◆ SOURCE TEXT:
──────────────────────────────

Personal information
- Native name: حسین کریمی
- Nationality: Iranian
- Born: March 25, 1992 (age 32) Ahvaz, Khuzestan Province, Iran
- Height: 1.78 m (5 ft 10 in)
- Weight: 96 kg (212 lb)

= Hossein Karimi (bodybuilder) =

Iranian bodybuilder

Hossein Karimi (born March 25, 1992, in Ahvaz, Khuzestan, Iran) is an Iranian professional bodybuilder and ifbb world champion. He is also the first and only Iranian men's physique athlete in MrOlympia history. He earned his pro card in 2022, and when he won a pro show in March 2022, he got qualified for Olympia in same year.He competed at the Olympia-Las Vegas 2022.

He used to be the champion of three different fields which is powerlifting, bench press, and muscular physique, and also a member of the Islamic Republic of Iran national team in all the three fields. He started bodybuilding since at 13 and also won his first national powerlifting competition championship in 2007. He became a member of the Iran powerlifting national team in 2010 and also increased the world record by 2.5 kilograms in 2013.

──────────────────────────────

◆ DATA EXTRACT:
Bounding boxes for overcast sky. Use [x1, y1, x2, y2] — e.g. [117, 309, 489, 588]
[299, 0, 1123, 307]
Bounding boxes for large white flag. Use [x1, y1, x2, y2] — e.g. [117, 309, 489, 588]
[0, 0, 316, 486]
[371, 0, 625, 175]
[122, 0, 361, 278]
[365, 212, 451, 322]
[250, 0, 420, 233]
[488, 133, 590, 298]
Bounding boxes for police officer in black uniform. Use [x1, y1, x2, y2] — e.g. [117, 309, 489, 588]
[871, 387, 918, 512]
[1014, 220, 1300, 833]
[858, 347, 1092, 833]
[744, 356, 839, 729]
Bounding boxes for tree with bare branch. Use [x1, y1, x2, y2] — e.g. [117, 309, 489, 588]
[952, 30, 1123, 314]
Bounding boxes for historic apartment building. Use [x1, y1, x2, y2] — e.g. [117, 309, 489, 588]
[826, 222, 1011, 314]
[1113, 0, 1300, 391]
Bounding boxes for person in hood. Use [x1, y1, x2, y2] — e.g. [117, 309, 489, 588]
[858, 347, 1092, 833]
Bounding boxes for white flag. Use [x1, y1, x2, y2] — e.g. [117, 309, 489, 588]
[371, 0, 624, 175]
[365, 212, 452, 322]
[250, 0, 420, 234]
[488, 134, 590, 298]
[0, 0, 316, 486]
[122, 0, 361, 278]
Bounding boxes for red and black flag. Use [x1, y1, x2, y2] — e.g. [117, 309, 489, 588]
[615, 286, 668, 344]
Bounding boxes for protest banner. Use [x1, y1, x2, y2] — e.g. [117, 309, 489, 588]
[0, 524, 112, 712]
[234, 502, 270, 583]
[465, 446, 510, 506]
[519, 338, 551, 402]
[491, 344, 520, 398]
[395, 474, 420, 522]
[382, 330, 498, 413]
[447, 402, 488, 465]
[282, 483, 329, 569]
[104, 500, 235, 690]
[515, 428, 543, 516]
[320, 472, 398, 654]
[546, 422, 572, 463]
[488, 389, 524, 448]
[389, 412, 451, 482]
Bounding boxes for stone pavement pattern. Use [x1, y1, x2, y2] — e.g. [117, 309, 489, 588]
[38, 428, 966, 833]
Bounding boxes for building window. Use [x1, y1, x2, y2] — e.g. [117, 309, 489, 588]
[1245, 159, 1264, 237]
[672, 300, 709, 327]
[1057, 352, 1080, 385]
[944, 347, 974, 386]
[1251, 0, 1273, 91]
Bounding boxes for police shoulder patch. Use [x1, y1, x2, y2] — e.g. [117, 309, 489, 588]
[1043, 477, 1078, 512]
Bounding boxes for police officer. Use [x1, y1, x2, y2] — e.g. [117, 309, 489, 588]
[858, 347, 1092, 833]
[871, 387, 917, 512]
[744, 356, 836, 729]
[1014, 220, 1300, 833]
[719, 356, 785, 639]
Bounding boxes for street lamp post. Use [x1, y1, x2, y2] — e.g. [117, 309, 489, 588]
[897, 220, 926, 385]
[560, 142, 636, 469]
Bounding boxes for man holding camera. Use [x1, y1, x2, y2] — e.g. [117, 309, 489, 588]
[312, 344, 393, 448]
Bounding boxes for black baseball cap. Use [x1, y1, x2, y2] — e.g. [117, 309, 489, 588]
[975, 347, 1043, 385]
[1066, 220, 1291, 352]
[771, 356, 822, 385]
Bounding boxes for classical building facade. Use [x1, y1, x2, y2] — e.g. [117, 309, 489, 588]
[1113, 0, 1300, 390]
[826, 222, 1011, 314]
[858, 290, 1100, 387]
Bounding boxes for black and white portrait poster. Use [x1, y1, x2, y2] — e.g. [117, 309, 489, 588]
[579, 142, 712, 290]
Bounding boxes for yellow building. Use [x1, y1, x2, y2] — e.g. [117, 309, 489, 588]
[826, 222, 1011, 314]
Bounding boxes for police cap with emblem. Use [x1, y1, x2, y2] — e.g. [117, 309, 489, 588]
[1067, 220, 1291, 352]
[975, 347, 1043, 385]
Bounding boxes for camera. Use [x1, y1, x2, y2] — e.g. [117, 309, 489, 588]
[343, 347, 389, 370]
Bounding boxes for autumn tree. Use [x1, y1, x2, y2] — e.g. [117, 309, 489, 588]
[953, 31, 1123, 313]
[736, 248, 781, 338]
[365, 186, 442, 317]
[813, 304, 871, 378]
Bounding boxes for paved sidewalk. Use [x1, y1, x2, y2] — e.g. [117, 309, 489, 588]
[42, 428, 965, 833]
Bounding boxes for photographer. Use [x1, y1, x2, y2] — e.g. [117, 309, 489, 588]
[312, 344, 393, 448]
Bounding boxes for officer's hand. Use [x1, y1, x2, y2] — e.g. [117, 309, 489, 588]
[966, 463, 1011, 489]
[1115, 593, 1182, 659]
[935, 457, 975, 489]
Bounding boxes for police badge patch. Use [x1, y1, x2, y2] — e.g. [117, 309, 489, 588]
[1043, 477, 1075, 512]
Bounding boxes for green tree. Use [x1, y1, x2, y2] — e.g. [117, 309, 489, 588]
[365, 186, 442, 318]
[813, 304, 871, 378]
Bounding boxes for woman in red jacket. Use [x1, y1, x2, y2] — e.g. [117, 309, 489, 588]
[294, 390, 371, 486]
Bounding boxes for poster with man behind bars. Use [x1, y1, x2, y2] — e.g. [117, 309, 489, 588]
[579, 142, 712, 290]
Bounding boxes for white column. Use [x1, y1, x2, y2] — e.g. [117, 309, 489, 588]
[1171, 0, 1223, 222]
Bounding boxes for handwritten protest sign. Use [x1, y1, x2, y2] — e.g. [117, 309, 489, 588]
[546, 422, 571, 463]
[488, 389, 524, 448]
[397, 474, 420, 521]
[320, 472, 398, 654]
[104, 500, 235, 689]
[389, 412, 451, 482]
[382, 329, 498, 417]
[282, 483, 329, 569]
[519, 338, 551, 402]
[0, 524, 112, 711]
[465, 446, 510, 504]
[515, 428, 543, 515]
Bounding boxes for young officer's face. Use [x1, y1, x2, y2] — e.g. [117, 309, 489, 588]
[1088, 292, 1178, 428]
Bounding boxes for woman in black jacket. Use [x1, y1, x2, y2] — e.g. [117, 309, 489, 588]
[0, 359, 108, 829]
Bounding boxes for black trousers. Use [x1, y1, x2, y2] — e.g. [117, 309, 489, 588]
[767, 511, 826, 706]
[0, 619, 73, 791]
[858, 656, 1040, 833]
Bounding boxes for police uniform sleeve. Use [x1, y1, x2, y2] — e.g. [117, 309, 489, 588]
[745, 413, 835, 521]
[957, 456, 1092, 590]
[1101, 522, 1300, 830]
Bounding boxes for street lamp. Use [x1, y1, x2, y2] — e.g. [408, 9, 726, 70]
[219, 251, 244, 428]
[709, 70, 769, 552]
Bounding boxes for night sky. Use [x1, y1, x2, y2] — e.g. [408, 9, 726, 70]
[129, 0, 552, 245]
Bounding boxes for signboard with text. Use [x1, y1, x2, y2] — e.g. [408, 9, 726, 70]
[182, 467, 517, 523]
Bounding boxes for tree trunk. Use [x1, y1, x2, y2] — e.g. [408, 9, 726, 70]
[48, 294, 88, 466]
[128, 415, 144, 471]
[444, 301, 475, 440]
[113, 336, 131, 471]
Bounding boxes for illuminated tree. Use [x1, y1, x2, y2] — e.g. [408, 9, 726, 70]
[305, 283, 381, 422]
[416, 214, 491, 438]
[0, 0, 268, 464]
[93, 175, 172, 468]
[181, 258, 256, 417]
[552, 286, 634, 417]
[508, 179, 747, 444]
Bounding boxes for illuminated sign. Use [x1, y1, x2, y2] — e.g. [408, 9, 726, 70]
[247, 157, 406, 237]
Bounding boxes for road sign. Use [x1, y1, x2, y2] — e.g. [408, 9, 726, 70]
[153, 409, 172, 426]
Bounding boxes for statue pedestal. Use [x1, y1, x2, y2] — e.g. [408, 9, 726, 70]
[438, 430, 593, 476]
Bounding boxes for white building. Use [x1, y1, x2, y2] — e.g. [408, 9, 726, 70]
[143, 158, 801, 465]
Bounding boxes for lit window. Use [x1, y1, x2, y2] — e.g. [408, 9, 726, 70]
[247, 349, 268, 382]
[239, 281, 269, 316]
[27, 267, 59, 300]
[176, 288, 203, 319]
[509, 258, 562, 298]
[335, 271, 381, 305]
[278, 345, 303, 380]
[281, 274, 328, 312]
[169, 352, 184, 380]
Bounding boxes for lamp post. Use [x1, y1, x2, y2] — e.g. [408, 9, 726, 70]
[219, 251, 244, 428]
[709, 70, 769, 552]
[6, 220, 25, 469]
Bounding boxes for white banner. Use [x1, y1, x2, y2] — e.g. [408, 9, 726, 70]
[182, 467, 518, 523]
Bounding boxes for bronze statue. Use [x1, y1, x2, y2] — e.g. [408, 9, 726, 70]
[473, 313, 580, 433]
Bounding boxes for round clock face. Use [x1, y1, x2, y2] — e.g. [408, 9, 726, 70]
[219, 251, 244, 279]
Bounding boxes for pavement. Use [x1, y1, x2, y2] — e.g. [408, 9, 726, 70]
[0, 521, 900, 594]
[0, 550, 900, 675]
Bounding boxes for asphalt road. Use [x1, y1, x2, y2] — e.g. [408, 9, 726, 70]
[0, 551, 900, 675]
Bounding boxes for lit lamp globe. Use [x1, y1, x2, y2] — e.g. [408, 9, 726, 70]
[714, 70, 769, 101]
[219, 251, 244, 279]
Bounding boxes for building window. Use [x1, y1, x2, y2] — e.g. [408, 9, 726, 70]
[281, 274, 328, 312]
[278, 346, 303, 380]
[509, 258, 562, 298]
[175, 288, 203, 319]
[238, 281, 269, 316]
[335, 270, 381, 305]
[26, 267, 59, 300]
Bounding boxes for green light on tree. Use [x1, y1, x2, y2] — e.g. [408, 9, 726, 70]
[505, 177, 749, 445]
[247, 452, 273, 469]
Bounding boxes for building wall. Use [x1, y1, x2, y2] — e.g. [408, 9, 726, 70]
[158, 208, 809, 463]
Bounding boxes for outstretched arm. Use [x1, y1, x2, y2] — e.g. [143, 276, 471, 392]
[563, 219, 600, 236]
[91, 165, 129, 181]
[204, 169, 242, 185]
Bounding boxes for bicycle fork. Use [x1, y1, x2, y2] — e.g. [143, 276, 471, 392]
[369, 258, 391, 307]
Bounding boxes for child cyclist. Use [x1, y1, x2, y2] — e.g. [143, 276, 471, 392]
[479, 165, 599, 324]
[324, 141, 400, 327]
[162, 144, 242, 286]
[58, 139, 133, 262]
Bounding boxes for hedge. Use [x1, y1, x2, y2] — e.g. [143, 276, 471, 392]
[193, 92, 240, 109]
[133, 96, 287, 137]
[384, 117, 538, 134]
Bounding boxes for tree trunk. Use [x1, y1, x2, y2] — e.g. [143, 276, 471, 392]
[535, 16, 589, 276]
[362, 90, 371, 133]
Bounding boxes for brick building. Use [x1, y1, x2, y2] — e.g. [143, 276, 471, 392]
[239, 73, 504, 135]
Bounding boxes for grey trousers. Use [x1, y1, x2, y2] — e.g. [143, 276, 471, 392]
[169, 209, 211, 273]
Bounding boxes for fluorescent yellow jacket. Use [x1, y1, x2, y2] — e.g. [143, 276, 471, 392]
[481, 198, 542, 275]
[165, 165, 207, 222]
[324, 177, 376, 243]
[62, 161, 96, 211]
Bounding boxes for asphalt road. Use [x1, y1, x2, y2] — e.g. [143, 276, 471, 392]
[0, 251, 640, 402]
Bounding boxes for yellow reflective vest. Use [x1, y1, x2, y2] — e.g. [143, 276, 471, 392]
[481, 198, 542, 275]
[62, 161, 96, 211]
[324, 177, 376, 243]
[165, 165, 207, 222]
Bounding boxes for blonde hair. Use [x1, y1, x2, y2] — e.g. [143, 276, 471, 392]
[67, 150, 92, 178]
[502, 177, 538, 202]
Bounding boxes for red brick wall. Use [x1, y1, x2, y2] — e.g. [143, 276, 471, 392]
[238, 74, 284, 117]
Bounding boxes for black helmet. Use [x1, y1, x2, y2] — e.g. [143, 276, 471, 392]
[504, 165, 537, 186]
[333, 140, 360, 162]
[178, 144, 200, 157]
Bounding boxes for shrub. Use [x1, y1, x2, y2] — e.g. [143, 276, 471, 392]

──────────────────────────────

◆ EXERCISE REQUIREMENTS:
- 1) Reproduce the passage of the Hossein Karimi profile that opens with the words "- Weight: 96" and closes with "Olympia-Las Vegas 2022.", keeping every word and mark unchanged.
- 2) Answer these questions from the Hossein Karimi profile:
(a) What height does it list for him?
(b) In what year did he win his first national powerlifting competition championship?
(c) In what year did he become a member of the Iran powerlifting national team?

◆ SOLUTIONS TO EACH TASK:
- 1)
- Weight: 96 kg (212 lb)

= Hossein Karimi (bodybuilder) =

Iranian bodybuilder

Hossein Karimi (born March 25, 1992, in Ahvaz, Khuzestan, Iran) is an Iranian professional bodybuilder and ifbb world champion. He is also the first and only Iranian men's physique athlete in MrOlympia history. He earned his pro card in 2022, and when he won a pro show in March 2022, he got qualified for Olympia in same year.He competed at the Olympia-Las Vegas 2022.

- 2)
(a) 1.78 m (5 ft 10 in)
(b) 2007
(c) 2010